Start of Extract provided

The USGS maintains only a handful of permanent seismometers in Louisiana, including one in New Orleans, one in the northeast, and one near Lake Charles. The instruments deployed in northwest Louisiana are part of research arrays, not a dense, statewide hazard-monitoring network. There is no dedicated seismic monitoring along the corridor between Red River Parish and New Orleans that shows exactly what level of ground motion reached the city's buried pipe network on March 5, or during the other recent earthquakes.
That absence of data is not a minor technical footnote. It is a policy and funding failure with direct financial consequences for the city.
If no one measured what those seismic waves did to New Orleans, then no one can claim the water main breaks had nothing to do with them.
Federal disaster funding under the Robert T. Stafford Act is triggered by a governor's disaster declaration and a preliminary damage assessment establishing that impacts exceed the state and local government's capacity to respond. FEMA guidance calls for that request to be made roughly within 30 days of the incident. FEMA's own guidelines weigh factors including damage to critical infrastructure, imminent threats to public health and safety, and the frequency of recent disaster events, all of which describe New Orleans right now.
FEMA also administers the National Earthquake Hazards Reduction Program, which funds seismic vulnerability evaluations of critical infrastructure including water systems in states with elevated seismic risk. Louisiana has not been a major participant in these grants. That needs to change.

End of Extract provided
Start of Supplied information

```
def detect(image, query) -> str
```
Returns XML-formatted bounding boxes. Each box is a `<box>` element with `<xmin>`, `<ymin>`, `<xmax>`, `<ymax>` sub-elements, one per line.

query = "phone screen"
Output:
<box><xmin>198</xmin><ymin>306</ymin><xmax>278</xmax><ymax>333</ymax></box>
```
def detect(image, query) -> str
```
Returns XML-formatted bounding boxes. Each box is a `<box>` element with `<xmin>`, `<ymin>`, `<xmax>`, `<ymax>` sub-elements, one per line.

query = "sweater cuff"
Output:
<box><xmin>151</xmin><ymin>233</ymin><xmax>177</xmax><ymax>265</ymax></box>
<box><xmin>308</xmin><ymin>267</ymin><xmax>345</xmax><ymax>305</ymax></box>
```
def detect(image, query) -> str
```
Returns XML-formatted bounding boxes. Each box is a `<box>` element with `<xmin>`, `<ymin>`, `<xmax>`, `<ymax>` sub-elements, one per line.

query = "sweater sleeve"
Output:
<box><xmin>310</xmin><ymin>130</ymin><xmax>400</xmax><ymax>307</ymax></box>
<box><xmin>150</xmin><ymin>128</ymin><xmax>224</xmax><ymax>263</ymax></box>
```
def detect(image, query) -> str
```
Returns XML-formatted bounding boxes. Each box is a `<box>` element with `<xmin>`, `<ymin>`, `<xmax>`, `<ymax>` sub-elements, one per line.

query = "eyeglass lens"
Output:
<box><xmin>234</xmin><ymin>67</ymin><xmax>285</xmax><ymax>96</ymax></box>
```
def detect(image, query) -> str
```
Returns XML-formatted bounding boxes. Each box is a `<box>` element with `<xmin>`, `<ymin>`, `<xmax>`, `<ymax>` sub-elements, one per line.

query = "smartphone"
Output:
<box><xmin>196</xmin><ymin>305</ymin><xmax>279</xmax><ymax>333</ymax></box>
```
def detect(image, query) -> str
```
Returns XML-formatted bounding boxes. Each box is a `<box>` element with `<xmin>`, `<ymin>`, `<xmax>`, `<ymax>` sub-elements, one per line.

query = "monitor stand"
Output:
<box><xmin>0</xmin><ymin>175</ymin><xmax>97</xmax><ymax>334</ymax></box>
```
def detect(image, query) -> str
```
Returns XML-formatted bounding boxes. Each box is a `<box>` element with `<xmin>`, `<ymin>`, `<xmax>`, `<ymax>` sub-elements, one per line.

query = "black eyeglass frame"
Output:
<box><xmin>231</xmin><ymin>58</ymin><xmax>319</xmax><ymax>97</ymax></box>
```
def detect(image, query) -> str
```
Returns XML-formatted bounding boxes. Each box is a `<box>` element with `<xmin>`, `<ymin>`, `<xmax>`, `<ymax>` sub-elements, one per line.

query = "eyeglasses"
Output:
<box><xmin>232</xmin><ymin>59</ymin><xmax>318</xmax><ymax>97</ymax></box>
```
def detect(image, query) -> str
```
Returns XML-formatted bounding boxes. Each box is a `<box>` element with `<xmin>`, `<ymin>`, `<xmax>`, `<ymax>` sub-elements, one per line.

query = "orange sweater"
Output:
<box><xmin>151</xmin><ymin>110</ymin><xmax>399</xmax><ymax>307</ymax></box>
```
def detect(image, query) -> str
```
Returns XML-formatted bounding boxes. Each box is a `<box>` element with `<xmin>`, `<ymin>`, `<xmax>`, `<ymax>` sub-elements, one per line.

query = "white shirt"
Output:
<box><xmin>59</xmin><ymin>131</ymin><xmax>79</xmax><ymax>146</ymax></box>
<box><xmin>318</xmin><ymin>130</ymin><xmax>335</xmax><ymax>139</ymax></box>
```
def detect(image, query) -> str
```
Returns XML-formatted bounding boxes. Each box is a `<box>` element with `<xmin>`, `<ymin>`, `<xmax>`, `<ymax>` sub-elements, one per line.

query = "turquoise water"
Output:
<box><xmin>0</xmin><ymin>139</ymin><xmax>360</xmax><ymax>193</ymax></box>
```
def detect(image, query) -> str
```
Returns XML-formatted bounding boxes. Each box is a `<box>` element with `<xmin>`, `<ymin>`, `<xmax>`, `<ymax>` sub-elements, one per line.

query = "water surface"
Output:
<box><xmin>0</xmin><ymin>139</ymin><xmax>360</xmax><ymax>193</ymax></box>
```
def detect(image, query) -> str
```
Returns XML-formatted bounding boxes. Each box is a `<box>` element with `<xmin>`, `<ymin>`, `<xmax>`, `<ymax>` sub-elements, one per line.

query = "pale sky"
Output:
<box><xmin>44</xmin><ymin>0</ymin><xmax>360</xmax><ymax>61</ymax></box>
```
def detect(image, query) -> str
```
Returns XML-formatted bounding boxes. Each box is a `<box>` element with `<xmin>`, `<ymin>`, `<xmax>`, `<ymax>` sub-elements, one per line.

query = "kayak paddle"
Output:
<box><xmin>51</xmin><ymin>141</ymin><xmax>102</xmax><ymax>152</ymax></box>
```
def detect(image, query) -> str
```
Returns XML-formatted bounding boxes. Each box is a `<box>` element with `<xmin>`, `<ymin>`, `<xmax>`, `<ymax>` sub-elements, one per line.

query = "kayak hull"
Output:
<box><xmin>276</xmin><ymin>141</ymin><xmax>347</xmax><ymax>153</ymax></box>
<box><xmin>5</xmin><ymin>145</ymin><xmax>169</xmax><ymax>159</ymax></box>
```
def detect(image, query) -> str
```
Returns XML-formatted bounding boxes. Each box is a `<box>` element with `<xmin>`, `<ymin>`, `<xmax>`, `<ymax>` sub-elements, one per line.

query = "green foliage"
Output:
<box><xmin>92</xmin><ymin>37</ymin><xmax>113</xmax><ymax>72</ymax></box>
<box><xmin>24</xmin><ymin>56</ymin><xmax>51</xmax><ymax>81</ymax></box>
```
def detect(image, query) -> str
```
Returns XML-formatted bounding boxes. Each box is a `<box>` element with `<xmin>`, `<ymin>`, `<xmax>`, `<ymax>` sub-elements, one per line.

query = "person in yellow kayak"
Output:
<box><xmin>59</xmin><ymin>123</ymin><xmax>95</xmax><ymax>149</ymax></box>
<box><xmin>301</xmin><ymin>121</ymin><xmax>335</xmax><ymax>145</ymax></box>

End of Supplied information

> **Work to complete**:
**a)** Summarize the excerpt on Louisiana's seismic monitoring in two sentences.
**b)** In one or two sentences, explain why, according to the excerpt on Louisiana's seismic monitoring, no one can claim the water main breaks had nothing to do with the earthquakes.
**c)** Please rewrite the paragraph of the excerpt on Louisiana's seismic monitoring that begins "Federal disaster funding under the Robert T. Stafford Act" as a bulleted list, keeping its main facts.

> **Per-task outputs**:
**a)** Louisiana has only a few permanent USGS seismometers and no dedicated monitoring between Red River Parish and New Orleans, so no record shows what ground motion reached the city's buried pipe network on March 5 or during other recent earthquakes. The excerpt calls this gap a policy and funding failure with financial consequences, says FEMA's criteria for Stafford Act disaster funding describe New Orleans now, and notes that Louisiana has not been a major participant in FEMA's earthquake hazard grants.

**b)** No dedicated seismic monitoring exists along the corridor between Red River Parish and New Orleans, so no one measured what the seismic waves did to the city's buried pipe network. Without that measurement, no one can rule out a connection between the earthquakes and the breaks.

**c)**
- Stafford Act disaster funding is triggered by a governor's disaster declaration and a preliminary damage assessment showing that impacts exceed state and local capacity to respond.
- FEMA guidance calls for the request to be made roughly within 30 days of the incident.
- FEMA weighs damage to critical infrastructure, imminent threats to public health and safety, and the frequency of recent disaster events.
- All of these factors describe New Orleans right now.